Short exercise>
Print the line that contains "of the wispy" and every line after it through the last line of the records below, exactly as written and nothing else.
start Listed entries
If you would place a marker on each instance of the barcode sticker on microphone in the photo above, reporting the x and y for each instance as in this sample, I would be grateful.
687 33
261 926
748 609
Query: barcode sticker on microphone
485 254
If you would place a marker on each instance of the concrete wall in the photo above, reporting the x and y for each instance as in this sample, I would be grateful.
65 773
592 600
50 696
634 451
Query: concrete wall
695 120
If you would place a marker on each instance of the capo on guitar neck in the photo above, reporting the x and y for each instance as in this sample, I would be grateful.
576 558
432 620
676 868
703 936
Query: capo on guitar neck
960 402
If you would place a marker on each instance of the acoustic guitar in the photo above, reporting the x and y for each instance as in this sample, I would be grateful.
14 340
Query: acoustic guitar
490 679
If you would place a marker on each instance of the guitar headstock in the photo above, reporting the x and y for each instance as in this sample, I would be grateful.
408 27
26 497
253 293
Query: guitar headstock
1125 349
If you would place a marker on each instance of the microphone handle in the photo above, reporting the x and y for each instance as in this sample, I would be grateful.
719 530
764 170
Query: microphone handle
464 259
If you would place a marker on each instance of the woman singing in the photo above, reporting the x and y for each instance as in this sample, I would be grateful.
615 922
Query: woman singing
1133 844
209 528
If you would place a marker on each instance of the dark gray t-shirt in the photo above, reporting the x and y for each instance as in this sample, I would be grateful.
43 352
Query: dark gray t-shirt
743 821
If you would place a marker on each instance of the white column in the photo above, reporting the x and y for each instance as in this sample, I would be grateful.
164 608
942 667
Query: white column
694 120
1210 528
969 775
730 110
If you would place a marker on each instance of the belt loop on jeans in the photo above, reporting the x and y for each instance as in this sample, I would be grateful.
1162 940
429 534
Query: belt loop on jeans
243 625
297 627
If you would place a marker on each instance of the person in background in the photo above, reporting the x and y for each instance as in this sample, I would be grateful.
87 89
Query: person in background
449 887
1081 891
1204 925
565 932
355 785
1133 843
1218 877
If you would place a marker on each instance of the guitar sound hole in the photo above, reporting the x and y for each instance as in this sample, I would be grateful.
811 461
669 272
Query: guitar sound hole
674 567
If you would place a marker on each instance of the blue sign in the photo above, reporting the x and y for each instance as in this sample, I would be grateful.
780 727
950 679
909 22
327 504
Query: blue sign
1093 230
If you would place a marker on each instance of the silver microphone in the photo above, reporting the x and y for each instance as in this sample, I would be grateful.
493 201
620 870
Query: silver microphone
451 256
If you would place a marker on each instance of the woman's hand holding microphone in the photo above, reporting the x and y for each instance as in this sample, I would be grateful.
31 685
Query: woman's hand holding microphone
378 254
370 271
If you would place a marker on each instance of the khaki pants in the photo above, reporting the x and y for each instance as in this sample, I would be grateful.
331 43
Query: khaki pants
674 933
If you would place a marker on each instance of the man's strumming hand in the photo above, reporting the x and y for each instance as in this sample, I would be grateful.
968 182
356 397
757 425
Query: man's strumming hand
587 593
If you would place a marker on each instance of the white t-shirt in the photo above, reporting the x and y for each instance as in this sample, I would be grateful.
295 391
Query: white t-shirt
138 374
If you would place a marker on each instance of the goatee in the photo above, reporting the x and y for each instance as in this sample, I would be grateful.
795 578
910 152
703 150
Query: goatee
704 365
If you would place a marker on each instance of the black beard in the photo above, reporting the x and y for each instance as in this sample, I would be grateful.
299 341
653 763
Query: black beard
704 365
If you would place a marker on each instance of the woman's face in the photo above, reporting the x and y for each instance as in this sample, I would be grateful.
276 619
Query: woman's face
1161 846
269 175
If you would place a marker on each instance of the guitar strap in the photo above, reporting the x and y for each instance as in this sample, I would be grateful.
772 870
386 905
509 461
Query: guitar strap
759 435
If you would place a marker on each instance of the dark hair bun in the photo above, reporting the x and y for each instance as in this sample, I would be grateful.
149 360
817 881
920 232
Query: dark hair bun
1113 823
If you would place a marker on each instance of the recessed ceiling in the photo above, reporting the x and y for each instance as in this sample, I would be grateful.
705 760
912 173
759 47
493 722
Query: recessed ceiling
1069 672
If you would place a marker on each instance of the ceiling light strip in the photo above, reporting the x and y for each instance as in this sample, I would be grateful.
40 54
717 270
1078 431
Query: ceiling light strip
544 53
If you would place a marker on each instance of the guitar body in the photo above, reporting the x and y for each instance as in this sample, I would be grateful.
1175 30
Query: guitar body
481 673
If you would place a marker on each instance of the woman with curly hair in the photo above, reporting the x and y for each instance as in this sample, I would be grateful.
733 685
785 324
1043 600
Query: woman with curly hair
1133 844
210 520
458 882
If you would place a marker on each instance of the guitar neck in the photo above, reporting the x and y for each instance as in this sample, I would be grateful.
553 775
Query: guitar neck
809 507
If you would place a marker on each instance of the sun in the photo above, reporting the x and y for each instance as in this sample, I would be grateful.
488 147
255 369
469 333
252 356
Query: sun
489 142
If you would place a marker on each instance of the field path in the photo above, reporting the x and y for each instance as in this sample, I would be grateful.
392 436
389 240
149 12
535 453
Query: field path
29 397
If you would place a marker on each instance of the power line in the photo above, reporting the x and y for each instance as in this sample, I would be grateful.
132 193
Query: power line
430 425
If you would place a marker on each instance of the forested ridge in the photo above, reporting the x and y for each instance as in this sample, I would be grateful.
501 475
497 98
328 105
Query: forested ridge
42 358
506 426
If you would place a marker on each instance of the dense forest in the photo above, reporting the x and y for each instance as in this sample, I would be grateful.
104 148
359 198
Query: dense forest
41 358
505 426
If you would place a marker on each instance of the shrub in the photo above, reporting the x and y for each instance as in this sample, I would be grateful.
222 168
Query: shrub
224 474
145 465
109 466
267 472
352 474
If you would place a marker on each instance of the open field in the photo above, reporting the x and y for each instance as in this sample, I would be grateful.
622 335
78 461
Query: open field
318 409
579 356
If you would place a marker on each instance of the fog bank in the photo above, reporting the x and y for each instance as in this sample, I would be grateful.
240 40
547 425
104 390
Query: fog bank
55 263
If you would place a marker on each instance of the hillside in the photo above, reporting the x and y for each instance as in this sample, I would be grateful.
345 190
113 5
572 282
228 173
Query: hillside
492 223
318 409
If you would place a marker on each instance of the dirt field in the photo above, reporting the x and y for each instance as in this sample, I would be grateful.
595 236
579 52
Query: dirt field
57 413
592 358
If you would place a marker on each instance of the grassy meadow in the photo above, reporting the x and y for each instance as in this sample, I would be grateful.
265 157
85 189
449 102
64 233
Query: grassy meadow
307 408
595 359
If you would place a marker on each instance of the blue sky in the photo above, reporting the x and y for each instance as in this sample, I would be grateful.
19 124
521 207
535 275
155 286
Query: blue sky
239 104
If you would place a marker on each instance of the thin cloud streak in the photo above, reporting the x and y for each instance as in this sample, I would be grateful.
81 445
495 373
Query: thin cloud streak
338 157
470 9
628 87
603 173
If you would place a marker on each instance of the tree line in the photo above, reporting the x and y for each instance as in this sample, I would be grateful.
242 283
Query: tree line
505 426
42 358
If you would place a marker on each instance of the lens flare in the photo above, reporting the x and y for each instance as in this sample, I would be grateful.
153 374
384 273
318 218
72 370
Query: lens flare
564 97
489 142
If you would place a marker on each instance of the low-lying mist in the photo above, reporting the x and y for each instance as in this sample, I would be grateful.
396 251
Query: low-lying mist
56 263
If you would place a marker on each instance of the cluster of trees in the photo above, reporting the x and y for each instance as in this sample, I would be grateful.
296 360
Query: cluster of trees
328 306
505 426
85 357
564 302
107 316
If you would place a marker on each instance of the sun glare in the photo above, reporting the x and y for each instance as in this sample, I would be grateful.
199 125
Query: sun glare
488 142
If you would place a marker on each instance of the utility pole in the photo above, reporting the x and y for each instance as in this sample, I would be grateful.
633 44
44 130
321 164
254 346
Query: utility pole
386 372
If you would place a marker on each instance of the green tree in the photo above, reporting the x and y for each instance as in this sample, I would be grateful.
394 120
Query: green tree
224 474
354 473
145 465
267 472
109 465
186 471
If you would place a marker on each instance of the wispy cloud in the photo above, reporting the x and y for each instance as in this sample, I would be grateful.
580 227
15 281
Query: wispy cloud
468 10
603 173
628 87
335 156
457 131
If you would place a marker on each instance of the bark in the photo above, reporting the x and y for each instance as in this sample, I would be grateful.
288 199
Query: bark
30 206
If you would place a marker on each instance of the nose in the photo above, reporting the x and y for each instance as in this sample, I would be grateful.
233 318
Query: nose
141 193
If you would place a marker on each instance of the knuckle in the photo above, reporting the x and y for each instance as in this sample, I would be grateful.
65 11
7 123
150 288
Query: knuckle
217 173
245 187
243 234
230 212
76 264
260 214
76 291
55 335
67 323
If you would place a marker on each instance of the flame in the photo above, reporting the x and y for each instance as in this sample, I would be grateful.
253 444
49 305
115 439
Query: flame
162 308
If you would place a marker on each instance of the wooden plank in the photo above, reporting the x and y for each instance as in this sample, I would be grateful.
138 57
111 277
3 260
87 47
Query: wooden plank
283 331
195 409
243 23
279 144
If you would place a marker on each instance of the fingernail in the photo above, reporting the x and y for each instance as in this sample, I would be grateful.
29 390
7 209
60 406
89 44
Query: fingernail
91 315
end Listed entries
Solution below>
If you would place a marker on each instance of the wispy cloud in the photo above, reporting the x and y for each instance as in this sample, I would be grateful.
580 227
15 281
Query: wispy cloud
468 10
603 173
628 87
335 156
457 131
If you would place a marker on each instance of the bark in the photo above, reporting the x and y for each instance as in this sample, I would be grateful.
288 199
Query: bark
30 206
If you would place a marker on each instance of the nose in the photo above, reporting the x and y for each instance as in this sample, I would be grateful.
233 318
Query: nose
141 193
If you would place a marker on each instance of the knuckle in the photo above, reporting the x and y for each instance as in this sample, I would be grateful.
65 11
7 123
150 288
Query: knuckle
217 173
245 187
243 234
230 212
76 264
260 214
76 291
55 335
67 323
If you would place a marker on each instance of the flame in the photo above, reporting the x and y for each instance as in this sample, I would be grateful.
253 444
49 305
115 439
Query: flame
162 308
If you would place a marker on each instance of the wooden plank in the photo above, reporting the x and y for each instance as in this sample, I would be grateful.
138 57
111 277
3 260
87 47
Query: wooden plank
283 331
195 409
243 23
279 144
If you would place a marker on each instance of the fingernail in the photo above, reporting the x and y for each instance as in this sample, I would be grateful.
29 390
7 209
60 406
89 44
Query: fingernail
91 315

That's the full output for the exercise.